(Collected data entries)
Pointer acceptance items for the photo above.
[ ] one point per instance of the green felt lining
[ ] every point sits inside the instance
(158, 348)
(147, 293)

[Aim of the exercise]
Please recast the material above as a Markdown table with two columns, Row and Material line, giving each non-blank line its own numbered row.

[Output for this exercise]
| Row | Material line |
|---|---|
| 1 | Pointer acceptance items for the photo above. |
| 2 | [ ] one point per instance of the green felt lining |
| 3 | [ ] every point sits inside the instance |
| 4 | (158, 348) |
| 5 | (147, 293) |